▶ [EXERCISE INSTRUCTIONS]: Write out each line exactly as given. Leave the pictures out of your copy.

======== EXTRACTED RECORDS ========

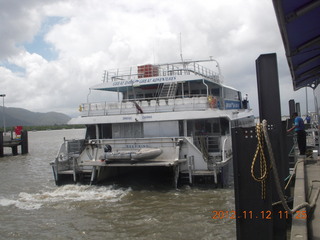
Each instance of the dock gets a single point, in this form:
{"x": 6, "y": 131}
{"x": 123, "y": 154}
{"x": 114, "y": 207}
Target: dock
{"x": 7, "y": 141}
{"x": 276, "y": 188}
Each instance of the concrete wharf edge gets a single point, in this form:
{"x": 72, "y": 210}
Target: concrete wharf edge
{"x": 306, "y": 183}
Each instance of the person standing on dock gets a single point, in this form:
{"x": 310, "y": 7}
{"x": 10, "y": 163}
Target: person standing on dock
{"x": 301, "y": 133}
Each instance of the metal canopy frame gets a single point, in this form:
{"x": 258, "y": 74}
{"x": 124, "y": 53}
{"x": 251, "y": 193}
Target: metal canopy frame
{"x": 300, "y": 29}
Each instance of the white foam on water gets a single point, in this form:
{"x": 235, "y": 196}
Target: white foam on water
{"x": 65, "y": 194}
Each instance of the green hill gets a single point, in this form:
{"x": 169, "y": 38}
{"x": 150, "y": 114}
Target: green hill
{"x": 23, "y": 117}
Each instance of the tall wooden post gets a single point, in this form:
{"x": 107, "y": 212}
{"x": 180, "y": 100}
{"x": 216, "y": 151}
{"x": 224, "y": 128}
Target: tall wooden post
{"x": 24, "y": 142}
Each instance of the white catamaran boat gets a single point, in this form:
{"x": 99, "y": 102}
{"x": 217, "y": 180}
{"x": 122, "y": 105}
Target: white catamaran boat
{"x": 175, "y": 117}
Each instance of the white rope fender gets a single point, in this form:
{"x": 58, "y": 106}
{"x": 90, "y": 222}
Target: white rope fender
{"x": 277, "y": 180}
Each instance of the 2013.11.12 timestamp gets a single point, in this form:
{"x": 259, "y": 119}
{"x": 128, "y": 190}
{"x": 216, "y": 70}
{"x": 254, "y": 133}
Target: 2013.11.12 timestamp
{"x": 268, "y": 214}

========

▶ [EXERCISE RESULT]:
Each instance of the dock gets a single point, in this form:
{"x": 6, "y": 131}
{"x": 123, "y": 154}
{"x": 114, "y": 207}
Target: dock
{"x": 7, "y": 141}
{"x": 276, "y": 188}
Each instance of the concrete wharf edge gets a single point, in this form:
{"x": 72, "y": 210}
Target: concrete wharf edge
{"x": 306, "y": 183}
Each instance of the person standing on dock gets a single point, in this form:
{"x": 310, "y": 7}
{"x": 10, "y": 163}
Target: person standing on dock
{"x": 301, "y": 133}
Each instance of the metal canopy frame gets a single point, in this form:
{"x": 258, "y": 74}
{"x": 124, "y": 53}
{"x": 251, "y": 193}
Target: metal canopy frame
{"x": 300, "y": 29}
Each instance of the white foam on water gets a single point, in this form:
{"x": 235, "y": 196}
Target: white foam on water
{"x": 65, "y": 194}
Each instance of the green hill gets a single point, in this form:
{"x": 169, "y": 38}
{"x": 150, "y": 114}
Target: green hill
{"x": 23, "y": 117}
Each instance of the tall wooden post gets a single point, in this form:
{"x": 107, "y": 212}
{"x": 180, "y": 100}
{"x": 216, "y": 151}
{"x": 224, "y": 128}
Target: tall wooden post
{"x": 24, "y": 142}
Each instance of the white catamaran boat gets a single point, in this form:
{"x": 99, "y": 102}
{"x": 217, "y": 180}
{"x": 122, "y": 105}
Target: white catamaran boat
{"x": 175, "y": 117}
Each instance of the white rope fender gets a single point, in this form:
{"x": 58, "y": 106}
{"x": 90, "y": 222}
Target: white rope fender
{"x": 277, "y": 180}
Each instance of the 2013.11.12 timestamp gets a single point, in this form:
{"x": 259, "y": 119}
{"x": 128, "y": 190}
{"x": 216, "y": 70}
{"x": 254, "y": 133}
Target: 2013.11.12 timestamp
{"x": 268, "y": 214}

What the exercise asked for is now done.